Documento:

Lo que no podía imaginar es que, por ser la única chica en la oficina, las chicas de abajo, triperas y no triperas, me fueran a tomar una inquina tan desmesurada. Yo no entraba por la misma puerta que ellas, puesto que a la oficina se accedía desde la calle, pero cuando me mandaban a buscar al Sr. Bigas, un técnico que trajeron expresamente de Gerona, o a dar algún recado, aprovechaban para llamarme “orgullosa y creída”. No sé qué daño les hice, porque, incluso cuando a alguna de ellas la designaban para fregar el suelo de la oficina, por pura antipatía hacia mí, no fregaba por debajo de mi mesa.
En esa oficina empecé a experimentar lo que actualmente se llama “acoso”. En muchas ocasiones, cuando entraba en una pequeña habitación donde guardaban el material de oficina, entraba detrás de mí uno de mis compañeros, Carrillo era su apellido, hombre casado y me decía muy bajito - “señorita Rosario, con esa blusita se le marcan los pechitos” - y cosas por el estilo. La cosa no pasaba de ahí, sólo el color de mi cara subía de tono.
También, cuando en la oficina ponían música para que sonara por toda la fábrica, otro de los compañeros, un tal Balboa, me hacía señas para que entráramos a bailar al aseo, y el color rojo tomate volvía a aparecer en mi cara y en mis orejas. Quizás yo no fuera la gran cosa como mujer, pero intentar molestarme lo intentaban.

Tarea:
¿Puedes devolver, sin cambiar nada, el fragmento del documento sobre la oficina de la fábrica que va de "En esa oficina" a "molestarme lo intentaban."?

Ítems proporcionados:
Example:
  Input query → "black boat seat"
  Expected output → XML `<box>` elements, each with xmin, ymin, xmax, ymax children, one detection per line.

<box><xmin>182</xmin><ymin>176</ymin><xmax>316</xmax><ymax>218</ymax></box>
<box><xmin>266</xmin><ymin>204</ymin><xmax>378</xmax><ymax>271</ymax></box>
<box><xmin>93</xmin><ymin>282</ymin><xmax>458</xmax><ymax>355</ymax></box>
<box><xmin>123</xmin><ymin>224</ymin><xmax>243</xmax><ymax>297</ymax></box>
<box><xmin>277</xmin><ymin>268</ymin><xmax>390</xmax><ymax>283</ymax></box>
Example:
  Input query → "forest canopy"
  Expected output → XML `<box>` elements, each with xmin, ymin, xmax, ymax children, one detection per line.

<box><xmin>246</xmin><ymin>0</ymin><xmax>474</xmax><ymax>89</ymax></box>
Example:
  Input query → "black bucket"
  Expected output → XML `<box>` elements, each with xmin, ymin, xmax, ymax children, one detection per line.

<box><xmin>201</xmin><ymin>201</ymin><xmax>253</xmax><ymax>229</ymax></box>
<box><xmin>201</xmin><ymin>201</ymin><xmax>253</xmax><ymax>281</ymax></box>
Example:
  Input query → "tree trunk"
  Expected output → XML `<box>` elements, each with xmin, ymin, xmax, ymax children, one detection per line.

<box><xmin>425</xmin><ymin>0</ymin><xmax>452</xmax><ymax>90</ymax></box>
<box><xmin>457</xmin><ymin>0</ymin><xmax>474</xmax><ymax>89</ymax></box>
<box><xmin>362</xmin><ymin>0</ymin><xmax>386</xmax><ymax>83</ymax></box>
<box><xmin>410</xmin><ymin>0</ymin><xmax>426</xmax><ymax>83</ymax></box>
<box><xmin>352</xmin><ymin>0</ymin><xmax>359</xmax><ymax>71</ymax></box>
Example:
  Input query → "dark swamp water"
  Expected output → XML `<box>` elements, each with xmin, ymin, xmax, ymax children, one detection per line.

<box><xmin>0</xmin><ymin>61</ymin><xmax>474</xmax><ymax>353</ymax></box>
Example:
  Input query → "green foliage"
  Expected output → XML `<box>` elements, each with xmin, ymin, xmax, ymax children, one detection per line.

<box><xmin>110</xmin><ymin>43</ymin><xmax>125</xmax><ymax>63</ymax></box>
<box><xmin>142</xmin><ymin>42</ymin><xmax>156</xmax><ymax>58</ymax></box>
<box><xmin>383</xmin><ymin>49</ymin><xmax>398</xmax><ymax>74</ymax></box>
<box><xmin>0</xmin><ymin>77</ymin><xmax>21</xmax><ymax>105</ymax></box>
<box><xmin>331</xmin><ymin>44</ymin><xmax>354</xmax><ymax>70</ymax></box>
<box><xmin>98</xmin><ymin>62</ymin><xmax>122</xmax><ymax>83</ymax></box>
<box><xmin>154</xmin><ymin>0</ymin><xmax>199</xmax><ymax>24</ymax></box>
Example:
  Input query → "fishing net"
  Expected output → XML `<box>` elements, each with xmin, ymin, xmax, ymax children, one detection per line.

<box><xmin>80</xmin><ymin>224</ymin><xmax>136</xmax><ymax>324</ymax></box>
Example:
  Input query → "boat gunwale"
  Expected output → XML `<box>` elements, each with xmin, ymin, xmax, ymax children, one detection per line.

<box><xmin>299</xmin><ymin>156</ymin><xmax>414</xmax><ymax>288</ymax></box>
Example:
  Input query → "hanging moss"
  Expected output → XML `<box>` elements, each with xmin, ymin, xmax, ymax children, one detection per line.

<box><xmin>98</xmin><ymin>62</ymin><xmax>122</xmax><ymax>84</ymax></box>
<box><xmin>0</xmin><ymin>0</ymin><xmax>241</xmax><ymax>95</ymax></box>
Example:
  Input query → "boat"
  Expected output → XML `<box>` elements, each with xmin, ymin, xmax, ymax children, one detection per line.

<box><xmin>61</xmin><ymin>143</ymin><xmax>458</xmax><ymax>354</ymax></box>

Respuesta:
En esa oficina empecé a experimentar lo que actualmente se llama “acoso”. En muchas ocasiones, cuando entraba en una pequeña habitación donde guardaban el material de oficina, entraba detrás de mí uno de mis compañeros, Carrillo era su apellido, hombre casado y me decía muy bajito - “señorita Rosario, con esa blusita se le marcan los pechitos” - y cosas por el estilo. La cosa no pasaba de ahí, sólo el color de mi cara subía de tono.
También, cuando en la oficina ponían música para que sonara por toda la fábrica, otro de los compañeros, un tal Balboa, me hacía señas para que entráramos a bailar al aseo, y el color rojo tomate volvía a aparecer en mi cara y en mis orejas. Quizás yo no fuera la gran cosa como mujer, pero intentar molestarme lo intentaban.